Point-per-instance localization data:
____________

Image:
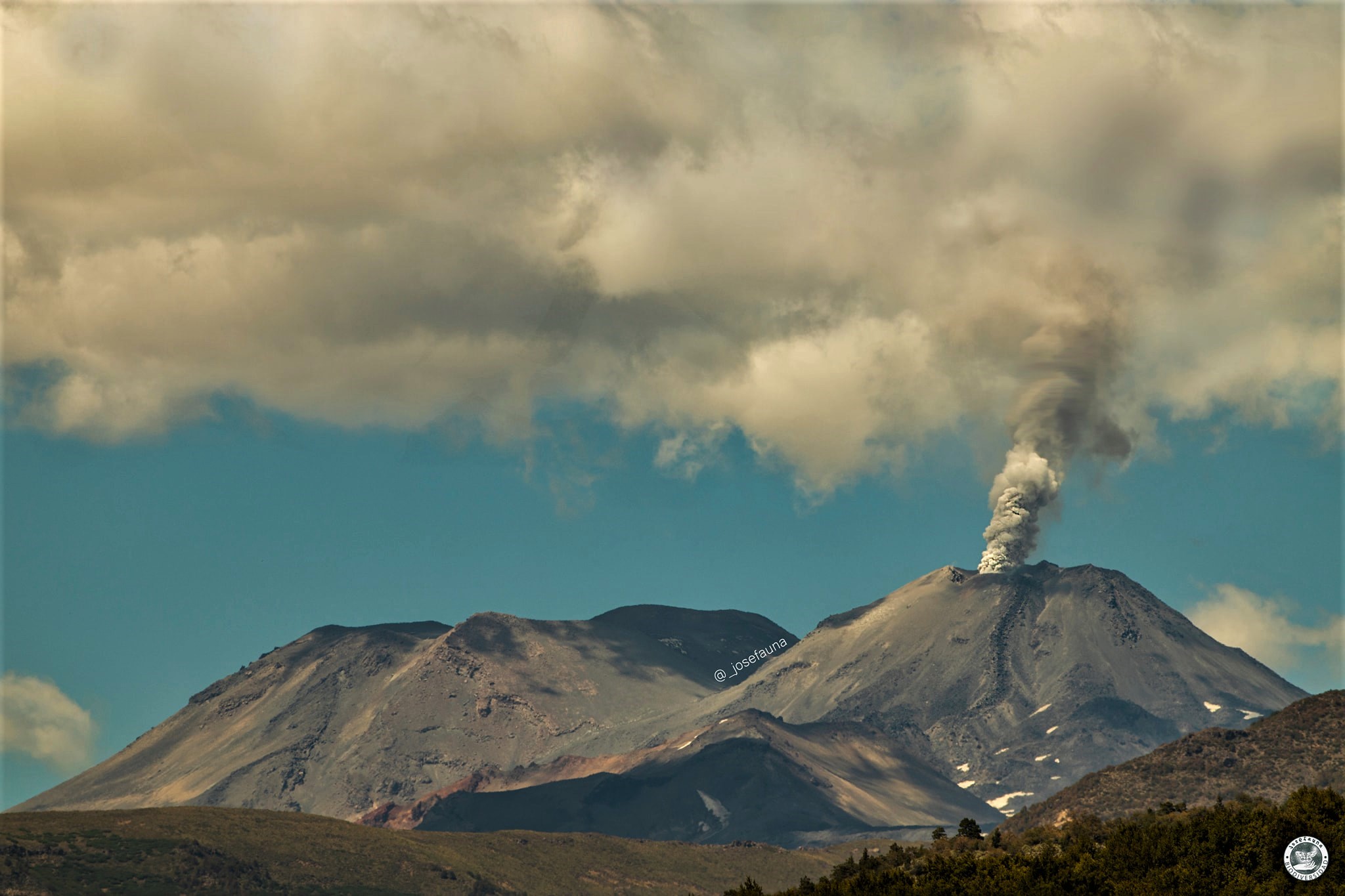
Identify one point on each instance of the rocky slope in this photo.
(1301, 744)
(345, 719)
(1019, 684)
(1013, 685)
(745, 777)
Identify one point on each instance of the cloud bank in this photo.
(1265, 629)
(38, 720)
(835, 230)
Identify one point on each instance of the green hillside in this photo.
(227, 851)
(1229, 849)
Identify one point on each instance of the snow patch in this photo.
(1000, 802)
(715, 806)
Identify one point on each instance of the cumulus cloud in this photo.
(837, 230)
(39, 720)
(1265, 628)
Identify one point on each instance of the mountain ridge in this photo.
(1012, 684)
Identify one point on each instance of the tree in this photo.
(970, 829)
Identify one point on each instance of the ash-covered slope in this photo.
(1021, 681)
(745, 777)
(345, 719)
(1301, 744)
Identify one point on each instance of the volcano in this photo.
(1011, 685)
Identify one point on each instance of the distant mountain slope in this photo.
(1012, 684)
(345, 719)
(1017, 683)
(1301, 744)
(747, 777)
(192, 849)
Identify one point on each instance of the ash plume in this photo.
(1063, 410)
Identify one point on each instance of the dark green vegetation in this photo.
(1301, 744)
(229, 851)
(1228, 849)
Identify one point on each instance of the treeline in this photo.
(1229, 849)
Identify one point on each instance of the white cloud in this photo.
(838, 230)
(39, 720)
(1265, 628)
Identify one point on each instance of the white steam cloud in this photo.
(39, 720)
(1071, 363)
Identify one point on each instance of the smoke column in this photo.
(1070, 360)
(1021, 489)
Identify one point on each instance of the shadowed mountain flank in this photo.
(747, 777)
(1302, 744)
(345, 719)
(1015, 684)
(1011, 684)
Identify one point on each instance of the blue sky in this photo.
(374, 312)
(137, 574)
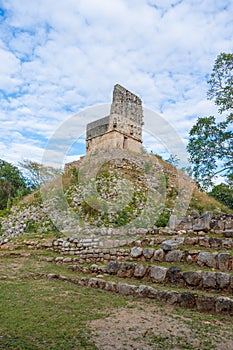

____________

TASK →
Give every line above again exactly, omitting whatever pictures appear.

ANSWER SECTION →
Image:
Identify one point on each instance of the rocky slope in this photo.
(1301, 744)
(345, 719)
(1019, 684)
(1013, 685)
(745, 777)
Identify one point on each instance of the cloud bank in this photo.
(1265, 629)
(38, 720)
(835, 230)
Identify one point on each instance of the green hillside in this photo.
(227, 851)
(1229, 849)
Identify one point on each instance of the snow patch in this photo.
(1000, 802)
(715, 806)
Identify one point on each instance of the cumulus cloud in this photo.
(837, 230)
(39, 720)
(1265, 628)
Identify one point on each instance of the mountain ridge in this photo.
(1012, 684)
Identify one point on each instance of the tree in this photo.
(970, 829)
Identify one point on each instance of the ash-covered slope in this photo.
(1021, 681)
(745, 777)
(345, 719)
(1301, 744)
Identify one point on each instance of the volcano in this photo.
(1011, 685)
Identify one point on each instance of the distant mountain slope in this photo.
(1012, 684)
(345, 719)
(1017, 683)
(1301, 744)
(747, 777)
(192, 849)
Identify one point on each instance of the ash plume in this photo.
(1063, 410)
Identify one point on each instance of the dark green vegetation in this photo.
(1301, 744)
(229, 851)
(1228, 849)
Identify one point on each instance of the treeline in this photo.
(1229, 849)
Identify one point on each instance of the white cloud in this photo.
(838, 230)
(39, 720)
(1265, 628)
Identify one point on each instance of the white steam cloud in this photo.
(39, 720)
(1071, 363)
Identify one point on each instance of the smoke column in this photo.
(1070, 360)
(1021, 489)
Identify one point on each instance of the shadowed mountain flank in this photo.
(747, 777)
(1302, 744)
(345, 719)
(1015, 684)
(1011, 684)
Identify one point on each instance of the blue sky in this photo.
(374, 312)
(137, 574)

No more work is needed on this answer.